### Complete the following
a) In the radar echo prediction passage, what does ConvLSTM use in place of linear operations?
b) In the radar echo prediction passage, which dimensions describe the feature maps that make up hidden states and spatiotemporal memory states?
c) Write what comes next in the radar echo prediction passage, picking up after its final sentence.

[START OF Provided text]

Spatiotemporal information is derived from radar echo sequences that combine temporal and spatial information. The ConvLSTM (convolution long short-term memory) [6] based on LSTM uses convolution operations instead of linear operations to capture spatiotemporal information. The ConvLSTM network stacks ConvLSTM units to predict the sequence of radar maps. Input frames are input into the bottom layer, and the future frame is generated on the top layer. The prediction information generated by the current layer is conveyed upward to the next layer as input information.
Spatiotemporal motion processes such as precipitation clouds and traffic flow [7] have complex nonstationary behavior. In 2019, Wang et al. [8] proposed MIM (Memory In Memory) to remember higher order nonstationarity in spatiotemporal processes using the concept of difference.
It is not efficient to capture long-range spatial dependencies through convolution. In 2020, the SA-ConvLSTM with the self-attention module (SA) was proposed to solve the long-range spatiotemporal dependencies in the ConvLSTM [9].
The variation in precipitation clouds shown on the radar map tends to differ in different areas. For example, some areas change rapidly while others tend to be stable. Therefore, the spatiotemporal model should pay different attention to the spatiotemporal information extracted from the radar maps so that it can focus on important spatiotemporal information. For tasks involving the prediction of radar maps, MIM can effectively remember stationary and nonstationary information, but it does not focus on important spatiotemporal information. As shown in Figure 1(a)–1(c) are the 10th, 15th, and 20th frames of the truth picture, respectively, while Figure 1(d)–1(f) correspond to the predicted picture’s 10th, 15th, and 20th frames. As the timestep increases, the accuracy of the prediction decreases gradually.

(a)

(b)

(c)

(d)

(e)

(f)
Hidden states and spatiotemporal memory states are feature maps with a width of W, a height of H, and a channel of C. In the MIM, the hidden state contains the dynamic variation information and predictive information. The spatiotemporal memory state contains spatiotemporal information learned by the MIM. The hidden state conveys the dynamic variation information and the predictive information. The spatiotemporal memory state also conveys spatiotemporal information to next layer. In a MIM network, each layer of SAMM-MIM learns spatiotemporal information and dynamic variation information by the hidden state and spatiotemporal memory state conveyed from the previous layer. The MIM uses convolutional operations to learn spatiotemporal information from the spatiotemporal memory state and hidden state and uses a series of gates to memorize spatiotemporal information. However, convolutional operations can extract information and do not assist the model in further discerning the importance of the information. The model may forget some important spatiotemporal information.
Thus, when the MIM network predicts radar echo maps, two issues emerge: (1) each layer of MIM fails to distinguish the significance of the information in the hidden states and spatiotemporal memory state generated by the previous layer of MIM, (2) the quantity of crucial spatiotemporal information in the new hidden state and spatiotemporal memory state generated by the MIM diminishes.
When a MIM network predicts a sequence of radar maps, the redundant spatiotemporal information contained in the spatiotemporal memory state and the hidden state may not be conducive to being learned and memorized by the model, leading to difficulty in achieving accurate predictions.

[END OF Provided text]
[START OF Excerpted records]

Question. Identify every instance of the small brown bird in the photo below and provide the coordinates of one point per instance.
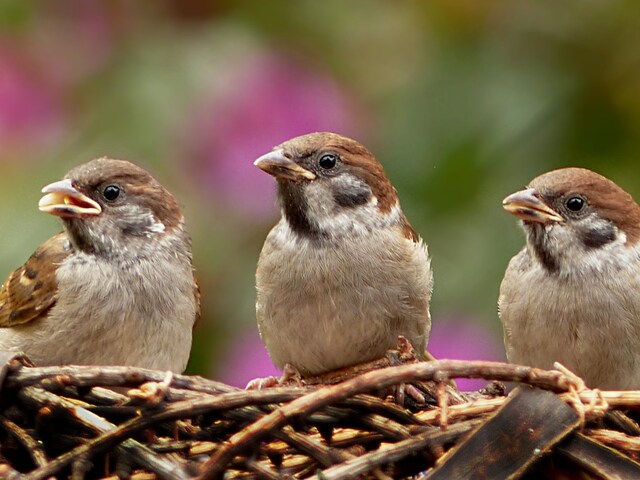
(342, 274)
(116, 287)
(572, 294)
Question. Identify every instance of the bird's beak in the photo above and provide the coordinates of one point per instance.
(276, 163)
(527, 206)
(64, 200)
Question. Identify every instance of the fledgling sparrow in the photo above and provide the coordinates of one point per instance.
(572, 294)
(116, 287)
(342, 274)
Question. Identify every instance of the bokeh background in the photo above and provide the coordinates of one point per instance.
(462, 101)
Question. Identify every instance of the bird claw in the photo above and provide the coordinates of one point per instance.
(152, 393)
(291, 377)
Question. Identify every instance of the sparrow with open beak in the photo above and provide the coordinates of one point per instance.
(342, 274)
(572, 294)
(116, 287)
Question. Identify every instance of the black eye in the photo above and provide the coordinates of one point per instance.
(111, 192)
(328, 161)
(575, 204)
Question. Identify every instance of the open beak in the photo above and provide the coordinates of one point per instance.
(280, 166)
(64, 200)
(528, 206)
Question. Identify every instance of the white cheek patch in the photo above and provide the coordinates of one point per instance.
(326, 215)
(575, 258)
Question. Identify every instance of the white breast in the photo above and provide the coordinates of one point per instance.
(142, 316)
(326, 307)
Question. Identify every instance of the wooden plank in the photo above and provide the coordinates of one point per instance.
(526, 427)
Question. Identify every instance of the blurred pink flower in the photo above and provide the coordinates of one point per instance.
(245, 359)
(460, 338)
(269, 100)
(30, 110)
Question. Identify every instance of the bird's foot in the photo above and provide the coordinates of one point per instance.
(291, 377)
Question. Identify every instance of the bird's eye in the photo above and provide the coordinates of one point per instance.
(328, 161)
(575, 204)
(111, 192)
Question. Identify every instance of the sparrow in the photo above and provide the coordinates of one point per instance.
(342, 274)
(572, 294)
(117, 286)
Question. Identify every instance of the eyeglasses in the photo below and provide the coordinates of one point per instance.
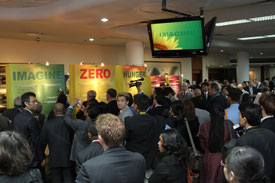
(222, 164)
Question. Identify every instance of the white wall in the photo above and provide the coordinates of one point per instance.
(21, 51)
(257, 70)
(213, 60)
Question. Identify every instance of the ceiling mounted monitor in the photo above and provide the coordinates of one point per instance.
(177, 37)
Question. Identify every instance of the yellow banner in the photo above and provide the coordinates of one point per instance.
(91, 77)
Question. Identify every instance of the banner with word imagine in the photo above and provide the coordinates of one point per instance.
(44, 81)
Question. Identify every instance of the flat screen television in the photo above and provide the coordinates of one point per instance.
(209, 32)
(177, 37)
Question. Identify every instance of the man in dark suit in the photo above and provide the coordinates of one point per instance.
(143, 130)
(80, 127)
(216, 98)
(267, 103)
(92, 150)
(112, 104)
(91, 100)
(11, 113)
(116, 164)
(251, 89)
(26, 124)
(58, 135)
(259, 138)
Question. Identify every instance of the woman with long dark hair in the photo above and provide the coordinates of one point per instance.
(244, 165)
(172, 166)
(213, 136)
(15, 160)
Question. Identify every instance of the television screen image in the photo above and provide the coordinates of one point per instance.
(180, 37)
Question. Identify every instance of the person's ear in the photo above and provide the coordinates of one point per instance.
(232, 176)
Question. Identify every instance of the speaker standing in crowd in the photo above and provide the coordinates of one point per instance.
(116, 164)
(259, 138)
(58, 135)
(26, 124)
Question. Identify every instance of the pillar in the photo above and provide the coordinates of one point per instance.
(242, 67)
(134, 52)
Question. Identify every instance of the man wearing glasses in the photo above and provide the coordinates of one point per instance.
(26, 124)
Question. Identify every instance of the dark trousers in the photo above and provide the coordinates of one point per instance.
(61, 174)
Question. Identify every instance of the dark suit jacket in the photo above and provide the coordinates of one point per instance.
(58, 135)
(92, 150)
(112, 107)
(269, 123)
(169, 170)
(25, 124)
(255, 91)
(115, 165)
(262, 140)
(80, 128)
(141, 135)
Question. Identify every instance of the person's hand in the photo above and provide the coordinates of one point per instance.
(75, 102)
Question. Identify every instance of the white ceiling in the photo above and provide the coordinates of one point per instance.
(75, 21)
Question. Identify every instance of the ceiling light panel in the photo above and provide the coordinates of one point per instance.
(249, 20)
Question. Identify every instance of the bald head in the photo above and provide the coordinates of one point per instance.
(59, 109)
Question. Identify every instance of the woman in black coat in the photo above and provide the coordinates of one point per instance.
(172, 166)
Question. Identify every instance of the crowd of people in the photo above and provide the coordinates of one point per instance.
(144, 138)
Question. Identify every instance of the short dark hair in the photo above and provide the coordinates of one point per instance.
(4, 123)
(131, 100)
(26, 97)
(167, 91)
(252, 112)
(247, 164)
(174, 144)
(111, 92)
(124, 94)
(92, 129)
(214, 86)
(142, 101)
(111, 129)
(177, 107)
(268, 103)
(17, 102)
(103, 107)
(93, 111)
(15, 154)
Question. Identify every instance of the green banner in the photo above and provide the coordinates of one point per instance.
(44, 81)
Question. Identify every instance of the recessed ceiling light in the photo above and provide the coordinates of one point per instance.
(257, 37)
(104, 20)
(248, 20)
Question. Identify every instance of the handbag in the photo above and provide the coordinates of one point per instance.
(195, 158)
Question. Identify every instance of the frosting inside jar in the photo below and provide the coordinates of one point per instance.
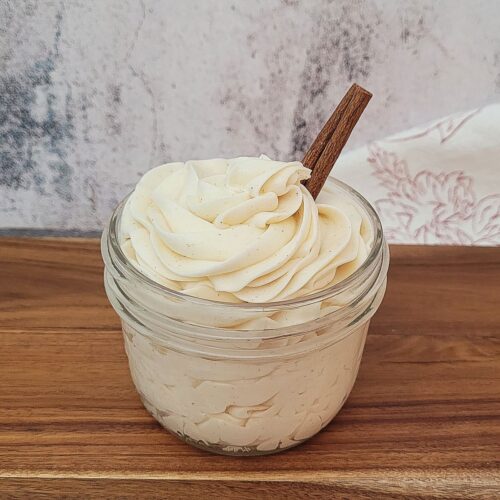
(241, 230)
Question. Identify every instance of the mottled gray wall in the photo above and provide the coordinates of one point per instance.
(94, 92)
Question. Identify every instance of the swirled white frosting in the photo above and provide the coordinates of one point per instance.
(240, 230)
(243, 230)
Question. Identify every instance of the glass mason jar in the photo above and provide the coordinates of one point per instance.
(245, 392)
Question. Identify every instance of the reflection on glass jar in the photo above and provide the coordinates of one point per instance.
(223, 387)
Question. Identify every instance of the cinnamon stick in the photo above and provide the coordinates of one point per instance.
(327, 146)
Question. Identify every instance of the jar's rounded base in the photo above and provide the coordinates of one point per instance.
(218, 449)
(232, 451)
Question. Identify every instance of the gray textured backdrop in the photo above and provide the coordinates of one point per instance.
(95, 92)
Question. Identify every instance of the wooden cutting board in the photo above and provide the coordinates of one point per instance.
(423, 418)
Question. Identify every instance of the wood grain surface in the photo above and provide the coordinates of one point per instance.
(422, 421)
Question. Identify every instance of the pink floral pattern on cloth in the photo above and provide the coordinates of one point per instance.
(432, 206)
(437, 184)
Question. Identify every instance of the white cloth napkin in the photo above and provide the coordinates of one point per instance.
(438, 184)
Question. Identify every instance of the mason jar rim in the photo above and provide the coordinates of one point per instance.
(113, 242)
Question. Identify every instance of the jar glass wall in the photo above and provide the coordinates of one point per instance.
(245, 379)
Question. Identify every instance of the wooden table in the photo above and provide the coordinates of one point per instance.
(423, 418)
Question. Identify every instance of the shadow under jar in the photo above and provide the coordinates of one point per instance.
(245, 392)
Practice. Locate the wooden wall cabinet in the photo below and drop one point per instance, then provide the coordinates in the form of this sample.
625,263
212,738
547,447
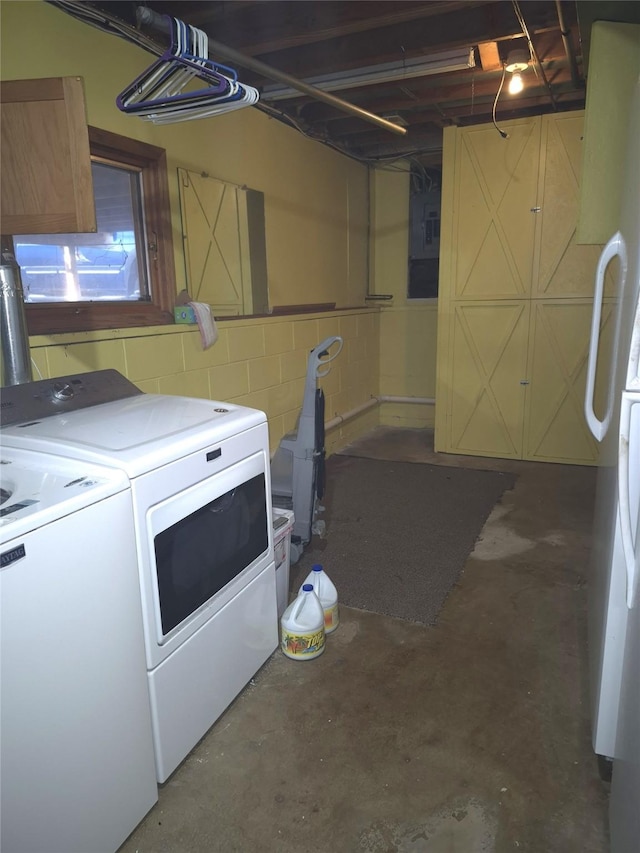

[END OF Excerpted records]

### Answers below
a) Convolution operations.

b) Width (W), height (H), and channel (C).

c)
Inspired by the SA in the SA-ConvLSTM, which utilizes the self-attention mechanism to capture and the gate mechanism to memorize the global information, we propose the SAMM for MIM or SAMM in short. The SAMM is embedded into MIM to construct the SAMM-MIM. The main contribution of this paper can be summarized as follows:(1)We propose the SAMM, which helps the SAMM-MIM memorize important information in the spatiotemporal memory state and the hidden state and generates new spatiotemporal memory and a new hidden state. The proposed SAMM helps alleviate the problem of gradient vanishing in the SAMM-MIM, allowing the SAMM-MIM to achieve better prediction results.(2)We propose a variant of MIM called SAMM-MIM. The SAMM-MIM network can perform precipitation nowcasting by predicting radar maps and has better results than other spatiotemporal models in predicting the sequence of radar maps.(3)The proposed SAMM-MIM network can also be used for other multi-frame spatiotemporal prediction tasks, including a real-world dataset called TaxiBJ and a widely used dataset called Moving MNIST.
The Section 2 in this paper introduces the related method and the architecture of the model. The Section 3 introduces the methods proposed and the architecture of SAMM-MIM in this paper. The Section 4 introduces the experimental results and the discussion of the results.
2. Related Work
LSTM [10–12] alleviates the gradient vanishing problem that may occur during the training process of traditional recurrent neural networks. LSTM is widely used in speech recognition [13], machine translation [14], and video captioning [15]. It can remember one-dimensional time series through various gates, which are generated after the input information is activated. The gate mechanism uses these gates to control the amount of information to be remembered. The activation function in LSTM mainly consists of the sigmoid function and the tanh function.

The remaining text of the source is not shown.